▶ **PAGE EXTRACT**
════════════════
For best novel we have:-

Dark Eden by Chris Beckett (Corvus)

Empty Space: a Haunting by M. John Harrison (Gollancz)

Intrusion by Ken MacLeod (Orbit)

Jack Glass by Adam Roberts (Gollancz)

2312 by Kim Stanley Robinson (Orbit.)

Unusually I have read three out of the five already, two of those courtesy of Interzone and its kind reviews editor. Thank you, Jim.

My views on 2312 I posted on this blog only two days ago. Those on Empty Space will be forthcoming.

Intrusion I reviewed here.

As for the short stories I have read only one of them so far, the last on this list; and very good it was too.

Three others, though, are available to read on the net. Doubtless the BSFA will be producing its usual booklet.

Immersion by Aliette de Bodard (Clarkesworld no. 69)

The Flight of the Ravens by Chris Butler (Immersion Press)

Song of the body Cartographer by Rochita Loenen-Ruiz (Phillipines Genre Stories)

Limited Edition by Tim Maughan (1.3, Arc Magazine)

Three Moments of an Explosion by China Miéville (Rejectamentalist Manifesto)

Adrift on the Sea of Rains by Ian Sales (Whippleshield Books)
════════════════
▶ **STORED DATA**
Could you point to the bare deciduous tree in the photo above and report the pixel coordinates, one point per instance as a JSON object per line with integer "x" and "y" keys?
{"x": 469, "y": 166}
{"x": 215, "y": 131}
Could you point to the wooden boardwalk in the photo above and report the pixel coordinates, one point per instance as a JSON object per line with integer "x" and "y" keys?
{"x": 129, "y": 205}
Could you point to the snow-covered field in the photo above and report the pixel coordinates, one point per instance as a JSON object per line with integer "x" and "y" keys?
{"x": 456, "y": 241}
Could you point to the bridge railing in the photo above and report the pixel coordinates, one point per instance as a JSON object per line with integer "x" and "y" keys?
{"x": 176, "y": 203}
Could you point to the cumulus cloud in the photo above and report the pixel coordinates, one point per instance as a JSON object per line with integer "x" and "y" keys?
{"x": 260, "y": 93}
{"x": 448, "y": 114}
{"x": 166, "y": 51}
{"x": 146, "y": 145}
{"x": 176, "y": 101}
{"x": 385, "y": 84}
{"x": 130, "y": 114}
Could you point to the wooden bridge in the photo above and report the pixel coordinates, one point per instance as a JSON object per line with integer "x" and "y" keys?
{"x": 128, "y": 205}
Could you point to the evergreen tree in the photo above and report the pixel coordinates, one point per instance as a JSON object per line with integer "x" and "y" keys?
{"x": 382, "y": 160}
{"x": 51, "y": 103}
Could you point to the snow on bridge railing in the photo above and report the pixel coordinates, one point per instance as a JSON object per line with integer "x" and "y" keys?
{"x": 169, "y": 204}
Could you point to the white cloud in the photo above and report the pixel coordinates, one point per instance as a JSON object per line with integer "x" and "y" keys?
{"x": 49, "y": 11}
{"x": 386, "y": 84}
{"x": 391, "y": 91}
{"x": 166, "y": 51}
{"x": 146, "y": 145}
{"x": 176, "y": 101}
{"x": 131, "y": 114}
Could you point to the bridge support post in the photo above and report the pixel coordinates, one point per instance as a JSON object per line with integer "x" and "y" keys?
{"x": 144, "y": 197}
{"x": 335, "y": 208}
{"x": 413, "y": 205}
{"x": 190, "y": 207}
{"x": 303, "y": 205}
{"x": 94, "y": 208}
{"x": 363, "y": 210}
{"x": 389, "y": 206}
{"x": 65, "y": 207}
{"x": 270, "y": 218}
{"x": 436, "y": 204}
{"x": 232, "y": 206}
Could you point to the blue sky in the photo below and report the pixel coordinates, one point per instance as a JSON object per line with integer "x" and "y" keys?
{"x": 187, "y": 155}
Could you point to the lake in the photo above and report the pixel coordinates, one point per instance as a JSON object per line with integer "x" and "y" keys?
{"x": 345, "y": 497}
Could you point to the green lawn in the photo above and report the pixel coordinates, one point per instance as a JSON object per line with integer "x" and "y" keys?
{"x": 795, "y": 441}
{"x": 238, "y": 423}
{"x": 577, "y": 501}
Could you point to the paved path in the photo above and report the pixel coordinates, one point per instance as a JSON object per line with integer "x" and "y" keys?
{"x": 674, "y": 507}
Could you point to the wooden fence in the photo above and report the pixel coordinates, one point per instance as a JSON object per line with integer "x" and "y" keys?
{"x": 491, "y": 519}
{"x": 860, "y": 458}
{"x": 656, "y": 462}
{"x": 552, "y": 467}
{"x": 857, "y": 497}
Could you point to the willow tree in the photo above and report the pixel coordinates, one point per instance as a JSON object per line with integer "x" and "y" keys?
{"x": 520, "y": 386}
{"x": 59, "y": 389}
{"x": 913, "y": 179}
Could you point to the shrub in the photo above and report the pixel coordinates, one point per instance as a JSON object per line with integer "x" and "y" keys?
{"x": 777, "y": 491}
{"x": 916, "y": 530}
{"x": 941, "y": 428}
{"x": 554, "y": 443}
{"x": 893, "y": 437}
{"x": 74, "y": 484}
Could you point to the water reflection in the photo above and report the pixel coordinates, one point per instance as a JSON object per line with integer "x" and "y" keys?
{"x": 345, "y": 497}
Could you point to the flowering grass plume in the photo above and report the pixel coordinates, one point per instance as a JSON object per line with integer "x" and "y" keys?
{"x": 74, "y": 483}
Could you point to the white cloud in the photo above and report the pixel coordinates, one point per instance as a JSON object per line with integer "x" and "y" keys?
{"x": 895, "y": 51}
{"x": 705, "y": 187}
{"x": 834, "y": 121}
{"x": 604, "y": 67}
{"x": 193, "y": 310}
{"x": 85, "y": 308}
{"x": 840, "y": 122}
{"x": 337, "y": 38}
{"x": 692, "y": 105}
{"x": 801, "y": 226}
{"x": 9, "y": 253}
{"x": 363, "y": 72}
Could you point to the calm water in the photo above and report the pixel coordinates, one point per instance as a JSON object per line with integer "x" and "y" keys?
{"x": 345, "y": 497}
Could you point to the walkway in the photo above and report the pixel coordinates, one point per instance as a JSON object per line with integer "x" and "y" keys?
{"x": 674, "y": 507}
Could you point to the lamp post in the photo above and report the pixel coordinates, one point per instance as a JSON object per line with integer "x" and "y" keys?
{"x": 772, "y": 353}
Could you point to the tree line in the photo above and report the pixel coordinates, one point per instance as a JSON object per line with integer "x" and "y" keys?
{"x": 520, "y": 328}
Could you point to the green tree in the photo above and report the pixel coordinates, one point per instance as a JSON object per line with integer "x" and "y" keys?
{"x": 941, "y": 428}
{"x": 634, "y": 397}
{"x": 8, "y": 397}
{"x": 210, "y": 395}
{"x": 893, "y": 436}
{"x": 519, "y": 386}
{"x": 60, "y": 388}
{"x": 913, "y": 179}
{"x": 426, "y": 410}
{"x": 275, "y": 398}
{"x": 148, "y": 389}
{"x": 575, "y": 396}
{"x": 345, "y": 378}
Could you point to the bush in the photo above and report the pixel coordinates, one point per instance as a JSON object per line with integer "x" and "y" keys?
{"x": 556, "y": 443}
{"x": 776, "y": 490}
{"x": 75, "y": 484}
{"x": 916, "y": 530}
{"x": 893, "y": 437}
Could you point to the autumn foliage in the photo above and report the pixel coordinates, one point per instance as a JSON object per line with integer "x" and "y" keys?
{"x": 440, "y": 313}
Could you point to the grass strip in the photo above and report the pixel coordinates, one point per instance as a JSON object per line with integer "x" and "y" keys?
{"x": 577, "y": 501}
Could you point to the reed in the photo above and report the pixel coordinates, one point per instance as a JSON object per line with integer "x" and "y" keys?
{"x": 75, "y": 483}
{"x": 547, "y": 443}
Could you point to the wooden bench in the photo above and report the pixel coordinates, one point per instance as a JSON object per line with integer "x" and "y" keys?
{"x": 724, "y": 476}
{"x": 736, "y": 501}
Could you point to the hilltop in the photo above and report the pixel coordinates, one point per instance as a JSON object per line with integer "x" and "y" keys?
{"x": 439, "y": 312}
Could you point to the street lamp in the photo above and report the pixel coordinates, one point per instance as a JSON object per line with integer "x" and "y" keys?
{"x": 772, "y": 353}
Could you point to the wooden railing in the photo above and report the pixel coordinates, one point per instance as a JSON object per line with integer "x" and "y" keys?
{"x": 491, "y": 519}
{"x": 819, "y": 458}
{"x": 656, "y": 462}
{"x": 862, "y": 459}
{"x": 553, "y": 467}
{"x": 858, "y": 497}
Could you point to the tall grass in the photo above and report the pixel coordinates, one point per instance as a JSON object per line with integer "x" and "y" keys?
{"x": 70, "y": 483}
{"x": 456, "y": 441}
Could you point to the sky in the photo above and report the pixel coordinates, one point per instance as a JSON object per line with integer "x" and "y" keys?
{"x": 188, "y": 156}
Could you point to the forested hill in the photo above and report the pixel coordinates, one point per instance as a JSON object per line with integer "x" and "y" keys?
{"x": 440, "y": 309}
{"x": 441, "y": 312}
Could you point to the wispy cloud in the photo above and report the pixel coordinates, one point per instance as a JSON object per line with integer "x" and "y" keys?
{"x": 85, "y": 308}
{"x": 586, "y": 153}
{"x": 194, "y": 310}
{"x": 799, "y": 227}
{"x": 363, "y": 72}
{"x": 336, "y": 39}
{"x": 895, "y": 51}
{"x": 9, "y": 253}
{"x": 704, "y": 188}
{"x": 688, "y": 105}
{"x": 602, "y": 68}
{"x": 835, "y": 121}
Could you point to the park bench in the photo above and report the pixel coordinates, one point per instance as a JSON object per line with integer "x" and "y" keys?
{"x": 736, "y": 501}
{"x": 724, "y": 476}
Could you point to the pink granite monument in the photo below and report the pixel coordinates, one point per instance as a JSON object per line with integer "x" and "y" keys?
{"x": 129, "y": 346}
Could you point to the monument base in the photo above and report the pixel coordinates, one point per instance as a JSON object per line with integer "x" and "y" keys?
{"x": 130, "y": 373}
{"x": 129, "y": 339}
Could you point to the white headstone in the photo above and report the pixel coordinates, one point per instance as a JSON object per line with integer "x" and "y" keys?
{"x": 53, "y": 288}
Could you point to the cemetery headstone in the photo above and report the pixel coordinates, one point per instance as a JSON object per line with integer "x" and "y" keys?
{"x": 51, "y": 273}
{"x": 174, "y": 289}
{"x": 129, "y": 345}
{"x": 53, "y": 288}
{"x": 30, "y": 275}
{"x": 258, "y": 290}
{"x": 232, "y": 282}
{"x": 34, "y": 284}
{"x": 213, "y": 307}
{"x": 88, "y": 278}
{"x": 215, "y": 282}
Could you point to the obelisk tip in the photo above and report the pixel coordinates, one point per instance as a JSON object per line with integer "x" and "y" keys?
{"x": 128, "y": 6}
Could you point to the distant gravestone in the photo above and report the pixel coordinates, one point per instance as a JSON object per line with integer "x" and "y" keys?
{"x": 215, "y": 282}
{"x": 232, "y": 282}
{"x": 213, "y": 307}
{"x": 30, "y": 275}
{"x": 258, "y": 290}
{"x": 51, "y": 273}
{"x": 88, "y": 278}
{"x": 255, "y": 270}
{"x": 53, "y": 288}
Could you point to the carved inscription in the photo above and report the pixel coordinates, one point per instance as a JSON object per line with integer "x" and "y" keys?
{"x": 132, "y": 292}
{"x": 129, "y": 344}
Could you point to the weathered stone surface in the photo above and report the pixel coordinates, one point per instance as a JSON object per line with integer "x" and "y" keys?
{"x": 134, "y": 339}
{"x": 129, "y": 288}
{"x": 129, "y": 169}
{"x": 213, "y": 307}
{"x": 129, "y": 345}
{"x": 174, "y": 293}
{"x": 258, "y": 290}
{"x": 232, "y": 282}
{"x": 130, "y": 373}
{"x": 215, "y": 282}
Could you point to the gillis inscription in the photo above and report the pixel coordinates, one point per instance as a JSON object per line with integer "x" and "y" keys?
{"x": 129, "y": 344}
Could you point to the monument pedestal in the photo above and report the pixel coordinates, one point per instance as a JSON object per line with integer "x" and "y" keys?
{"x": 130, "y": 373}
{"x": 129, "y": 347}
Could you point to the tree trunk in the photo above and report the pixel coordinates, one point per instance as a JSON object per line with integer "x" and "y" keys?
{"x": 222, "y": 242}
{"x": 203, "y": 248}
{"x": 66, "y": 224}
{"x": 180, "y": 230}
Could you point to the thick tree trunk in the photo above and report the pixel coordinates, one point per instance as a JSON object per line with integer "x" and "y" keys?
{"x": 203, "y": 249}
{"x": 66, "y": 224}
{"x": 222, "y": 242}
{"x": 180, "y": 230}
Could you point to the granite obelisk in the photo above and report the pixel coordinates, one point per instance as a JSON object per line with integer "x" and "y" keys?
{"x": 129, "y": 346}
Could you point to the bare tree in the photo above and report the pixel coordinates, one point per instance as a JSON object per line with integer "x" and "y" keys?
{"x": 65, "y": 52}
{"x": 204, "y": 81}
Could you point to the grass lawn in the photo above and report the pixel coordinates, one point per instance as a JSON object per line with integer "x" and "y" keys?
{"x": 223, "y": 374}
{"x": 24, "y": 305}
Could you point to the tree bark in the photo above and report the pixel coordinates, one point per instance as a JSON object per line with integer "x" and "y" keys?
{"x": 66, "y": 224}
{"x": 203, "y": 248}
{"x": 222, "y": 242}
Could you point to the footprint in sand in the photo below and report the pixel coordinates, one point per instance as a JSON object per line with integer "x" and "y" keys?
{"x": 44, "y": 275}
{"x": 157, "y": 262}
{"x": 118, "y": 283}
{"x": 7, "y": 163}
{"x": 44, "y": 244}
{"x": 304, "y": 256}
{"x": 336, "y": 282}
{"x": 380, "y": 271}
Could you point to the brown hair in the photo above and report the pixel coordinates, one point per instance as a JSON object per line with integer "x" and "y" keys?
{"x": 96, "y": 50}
════════════════
▶ **THE TASKS**
1: Print the stretch of the shortlist post from "Immersion by Aliette" through "(Phillipines Genre Stories)", copied word for word.
2: Count the lines of the entries that contain the string "footprint", and reply with the number alone.

▶ **CORRECT ANSWERS**
1:
Immersion by Aliette de Bodard (Clarkesworld no. 69)

The Flight of the Ravens by Chris Butler (Immersion Press)

Song of the body Cartographer by Rochita Loenen-Ruiz (Phillipines Genre Stories)

2: 1